**Tareas**
• a. Reescribe como lista el párrafo que empieza «En febrero de 1913» del texto sobre el cuartelazo contra Madero. Conserva sus hechos principales.
• b. Retoma el texto sobre el cuartelazo contra Madero y continúalo después de su última oración.

**Texto de estudio**
Por Pedro Salmerón Sanginés
En febrero de 1913 un
cuartelazo derribó al gobierno legítimo presidido por Francisco I.
Madero, quien intentaba conducir una transición hacia formas políticas
modernas y mitigar los abismos sociales que caracterizaban al país. El
golpe, preparado por la combinación de los ambiciones de los políticos
porfiristas y los latifundistas representados en el Senado, y por el
embajador de Estados Unidos en representación de sus mezquinos intereses
particulares y de los de la muy poderosa Standard Oil Company (a cuyas
hijas el actual gobierno pretende devolver sus fueros, olvidando su
pasado y su presente), abrió la puerta a la revolución que liquidaría
las instituciones y la clase política forjadas durante el porfiriato. Y
si a lo anterior –a la breve y casi incruenta rebelión maderista–
también lo llamamos revolución es porque el propio Madero así la llamó,
como
revolucionesse llamaba a los cambios de gobierno, motines y asonadas del siglo XIX mexicano.

**Datos del conjunto**
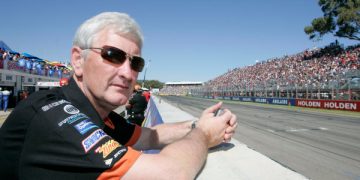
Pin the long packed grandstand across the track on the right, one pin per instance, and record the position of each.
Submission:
(332, 72)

**Respuestas por tarea**
• a.
- En febrero de 1913 un cuartelazo derribó al gobierno legítimo presidido por Francisco I. Madero.
- Madero intentaba conducir una transición hacia formas políticas modernas y mitigar los abismos sociales del país.
- Prepararon el golpe las ambiciones de los políticos porfiristas y de los latifundistas representados en el Senado, junto con el embajador de Estados Unidos, que representaba sus propios intereses y los de la Standard Oil Company.
- El golpe abrió la puerta a la revolución que liquidaría las instituciones y la clase política forjadas durante el porfiriato.
- La rebelión maderista, breve y casi incruenta, también se llama revolución porque el propio Madero la llamó así. Así se llamaba en el siglo XIX mexicano a los cambios de gobierno, motines y asonadas.

• b.
La rebelión que siguió al cuartelazo empezó al mismo tiempo en muchos
lugares, desde que se supo la caída de Madero. Fue una reacción
colectiva de dignidad que de alguna manera fue articulando el gobernador
de Coahuila, Venustiano Carranza. Esta reacción adquirió diversas
expresiones, una de las cuales dio vida a la División del Norte en
septiembre. Los soldados de ese ejército eran voluntarios entusiastas
que peleaban –según sus propios testimonios– por la democracia y la
libertad (y expresaban con claridad lo que entendían por la primera, sea
lo que fuese lo que entendían por
libertad), así como por la justicia, que se manifestaba en primer término en la exigencia de la redistribución de la riqueza, empezando por la propiedad de la tierra. Sus jefes habían surgido de las filas del pueblo y muchos habían sido electos por los propios soldados.
Ese ejército revolucionario conquistó el estado de Chihuahua en
diciembre de 1913. De inmediato, su jefe, Francisco Villa, expropió a la
oligarquía sus propiedades, poniéndolas al servicio de la revolución.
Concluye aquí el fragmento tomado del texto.